WHAT THE TASK ASKS.
Print all the records below exactly as they stand, but leave out the pictures.

----

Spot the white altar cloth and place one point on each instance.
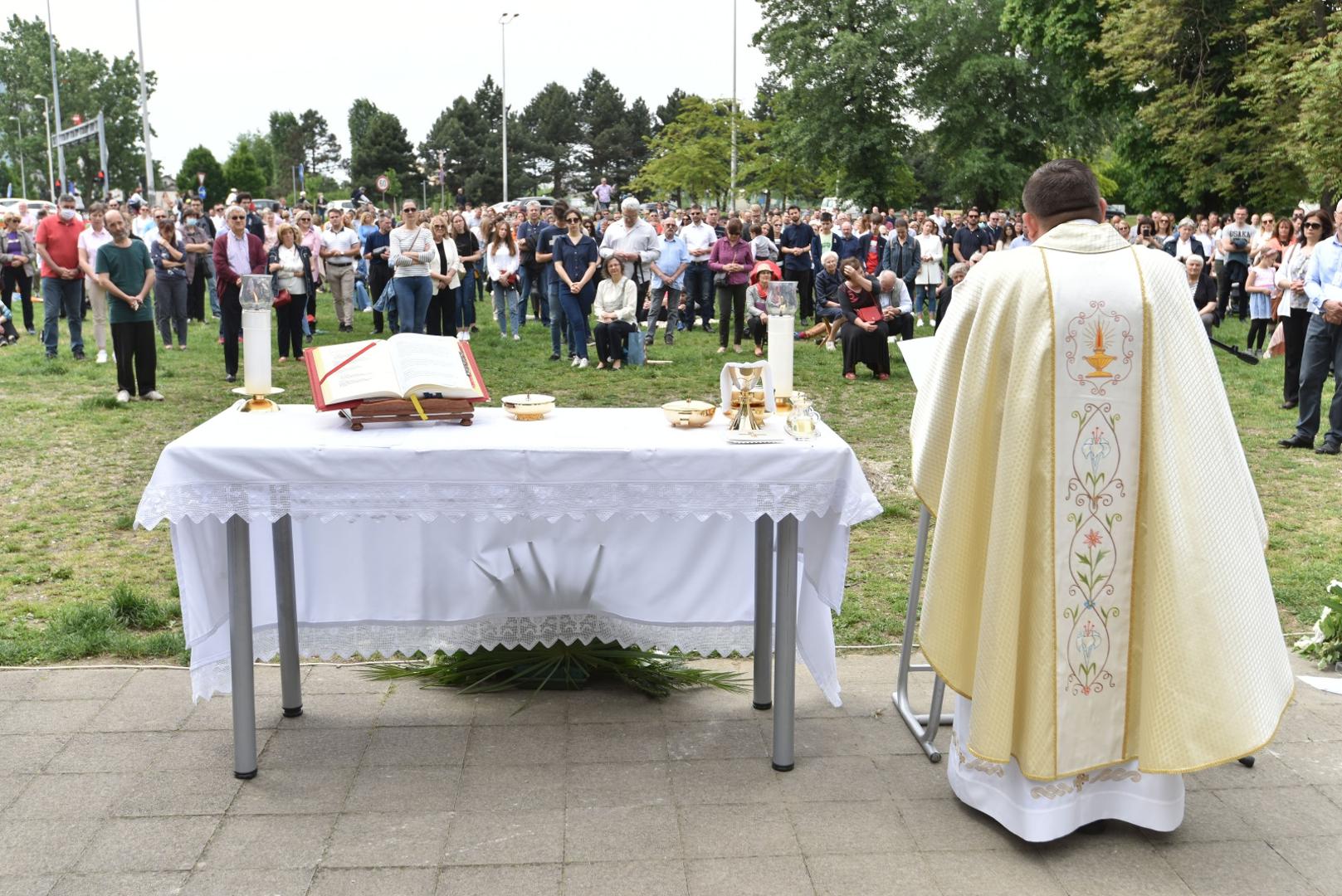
(593, 523)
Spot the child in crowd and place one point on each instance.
(8, 334)
(1261, 283)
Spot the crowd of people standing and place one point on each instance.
(595, 278)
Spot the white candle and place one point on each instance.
(256, 352)
(780, 353)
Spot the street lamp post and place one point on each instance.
(51, 174)
(56, 89)
(506, 17)
(733, 104)
(23, 174)
(144, 110)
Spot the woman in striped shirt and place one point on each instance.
(411, 255)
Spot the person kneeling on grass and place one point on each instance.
(757, 298)
(828, 313)
(126, 273)
(865, 330)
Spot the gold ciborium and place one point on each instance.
(745, 416)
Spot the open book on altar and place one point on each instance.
(408, 363)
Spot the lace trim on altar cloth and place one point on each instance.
(387, 639)
(500, 500)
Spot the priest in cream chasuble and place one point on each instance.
(1096, 592)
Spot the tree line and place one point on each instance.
(1176, 104)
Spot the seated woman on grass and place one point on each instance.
(828, 314)
(757, 297)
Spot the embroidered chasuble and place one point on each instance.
(1096, 581)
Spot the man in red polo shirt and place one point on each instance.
(62, 280)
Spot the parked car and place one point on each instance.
(34, 204)
(546, 202)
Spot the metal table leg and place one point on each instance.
(764, 611)
(241, 648)
(286, 615)
(918, 723)
(785, 647)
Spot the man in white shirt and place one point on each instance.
(895, 304)
(667, 282)
(698, 237)
(634, 241)
(339, 248)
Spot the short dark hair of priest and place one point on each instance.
(1063, 187)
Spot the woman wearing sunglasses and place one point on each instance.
(411, 256)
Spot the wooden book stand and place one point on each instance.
(402, 411)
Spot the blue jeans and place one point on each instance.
(559, 317)
(524, 293)
(572, 306)
(466, 300)
(210, 282)
(543, 298)
(1322, 348)
(412, 295)
(506, 306)
(698, 291)
(62, 294)
(925, 297)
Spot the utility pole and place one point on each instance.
(23, 176)
(733, 104)
(144, 108)
(506, 17)
(46, 115)
(56, 93)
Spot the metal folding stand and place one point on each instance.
(241, 652)
(776, 630)
(920, 723)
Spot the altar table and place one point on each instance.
(295, 535)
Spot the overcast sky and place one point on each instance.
(646, 52)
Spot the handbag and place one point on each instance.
(1276, 345)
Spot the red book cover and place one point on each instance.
(317, 387)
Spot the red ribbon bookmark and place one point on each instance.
(322, 381)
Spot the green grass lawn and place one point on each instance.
(76, 581)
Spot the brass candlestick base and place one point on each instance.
(258, 402)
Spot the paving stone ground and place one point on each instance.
(113, 784)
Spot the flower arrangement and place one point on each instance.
(1325, 643)
(568, 667)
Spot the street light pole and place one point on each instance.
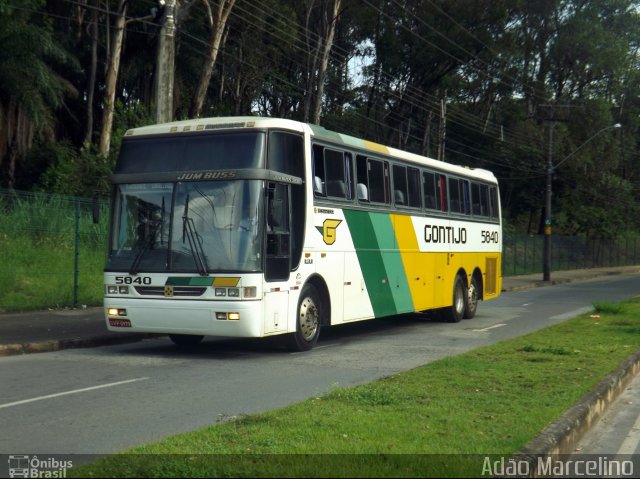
(546, 264)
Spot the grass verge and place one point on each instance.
(37, 252)
(442, 419)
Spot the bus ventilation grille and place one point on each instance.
(177, 291)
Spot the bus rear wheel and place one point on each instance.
(455, 312)
(308, 320)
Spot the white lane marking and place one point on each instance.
(490, 327)
(630, 443)
(75, 391)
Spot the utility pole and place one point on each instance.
(546, 252)
(546, 264)
(443, 127)
(165, 63)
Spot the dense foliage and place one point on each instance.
(484, 83)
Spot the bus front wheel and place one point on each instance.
(455, 312)
(308, 320)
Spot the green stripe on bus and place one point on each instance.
(381, 263)
(396, 276)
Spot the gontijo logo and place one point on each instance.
(328, 230)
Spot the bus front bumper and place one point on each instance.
(241, 319)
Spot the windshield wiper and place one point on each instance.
(189, 230)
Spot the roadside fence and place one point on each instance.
(523, 254)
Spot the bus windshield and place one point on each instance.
(188, 227)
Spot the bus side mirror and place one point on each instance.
(96, 210)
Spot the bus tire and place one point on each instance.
(471, 305)
(186, 340)
(455, 312)
(308, 320)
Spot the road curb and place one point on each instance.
(59, 344)
(538, 284)
(561, 437)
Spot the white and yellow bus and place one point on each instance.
(254, 227)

----

OUTPUT OF THE TASK.
Spot the white altar cloth and place one point on each instance.
(593, 523)
Spot the child in crowd and place one point on each instance.
(8, 334)
(1261, 283)
Spot the crowd of people standing and place one point on each instance.
(595, 278)
Spot the white candle and place one point on each instance.
(256, 352)
(780, 353)
Spot the street lamp post and place one point on each instance.
(51, 174)
(56, 89)
(506, 17)
(733, 104)
(23, 174)
(144, 110)
Spot the woman in striped shirt and place one point on each instance.
(411, 255)
Spot the person kneeling on grass and place one point on each instance.
(757, 298)
(828, 313)
(126, 273)
(865, 330)
Spot the gold ciborium and place one point on each instance.
(745, 416)
Spot the open book on altar and place one point on each instance.
(408, 363)
Spot the lace trim on altar cloth and place one point on each instance.
(387, 639)
(500, 500)
Spot the priest in cream chasuble and place one point on each instance.
(1096, 592)
Spot the tree line and place one point on each instance.
(1176, 104)
Spot the seated woman on grass and place one point on each instance.
(828, 314)
(757, 297)
Spot the embroidered chasuble and place one point on each instance.
(1096, 581)
Spot the man in red polo shirt and place one point on each instance.
(62, 280)
Spot the parked car and place one point on each instance.
(34, 204)
(546, 202)
Spot the metal table leg and place one point on each instance.
(764, 611)
(241, 648)
(286, 615)
(918, 723)
(785, 647)
Spot the man in white shirt and place one point on each instance.
(895, 304)
(667, 282)
(698, 237)
(634, 241)
(339, 248)
Spot the short dark hair of priest and place one point on each instance.
(1063, 187)
Spot the woman wearing sunglasses and place one point on each instance.
(411, 256)
Spot the wooden book stand and place one point on each instance.
(402, 411)
Spot the blue jeans and place one point on each instance.
(559, 317)
(524, 293)
(572, 306)
(466, 300)
(210, 282)
(543, 298)
(1322, 348)
(412, 295)
(506, 306)
(698, 291)
(62, 294)
(925, 297)
Spot the utility pole and place one point on each instance.
(23, 176)
(733, 104)
(144, 108)
(506, 17)
(46, 115)
(56, 93)
Spot the metal folding stand and place one point on each instance.
(241, 652)
(776, 630)
(920, 723)
Spot the altar table and place one point on each instance.
(295, 535)
Spot the overcast sky and place one point on each instance.
(646, 52)
Spot the handbag and place one point on each instance.
(1276, 345)
Spot the red book cover and place one point on each instance.
(317, 387)
Spot the red ribbon bookmark and place one point on each instance.
(322, 381)
Spot the green grass lawn and place one point on each instance.
(76, 581)
Spot the brass candlestick base and place one point on each instance.
(258, 402)
Spot the paving stone ground and place one point on each instance.
(113, 784)
Spot the flower arrangement and place one point on each instance.
(1325, 643)
(568, 667)
Spot the street light pole and place one point on each instance.
(546, 264)
Spot the grass verge and place one point on each instance.
(37, 252)
(442, 419)
Spot the bus ventilation grille and place one point on each instance.
(177, 291)
Spot the bus rear wheel and place one point on each instance.
(455, 312)
(308, 320)
Spot the white lane marking and place one point on each instance.
(490, 327)
(630, 443)
(75, 391)
Spot the utility pole and place one point on each instance.
(546, 252)
(546, 264)
(443, 127)
(165, 63)
Spot the dense foliage and place one point on each instance.
(484, 83)
Spot the bus front wheel and place one point on each instance.
(455, 312)
(308, 320)
Spot the green stripe on bus and place one point on each instance.
(381, 263)
(396, 276)
Spot the gontijo logo and place one point on each instance.
(328, 230)
Spot the bus front bumper and place one point on each instance.
(241, 319)
Spot the windshield wiper and place one point on each instance.
(189, 230)
Spot the roadside fence and place one point on each instance.
(523, 254)
Spot the bus windshield and place one point on each instance.
(188, 227)
Spot the bus side mirror and place one point on each instance.
(96, 210)
Spot the bus tire and place one point on each instance.
(471, 305)
(186, 340)
(455, 312)
(308, 320)
Spot the road curb and place one point on each instance.
(59, 344)
(538, 284)
(561, 437)
Spot the white and yellow bus and place one point on each instance.
(254, 227)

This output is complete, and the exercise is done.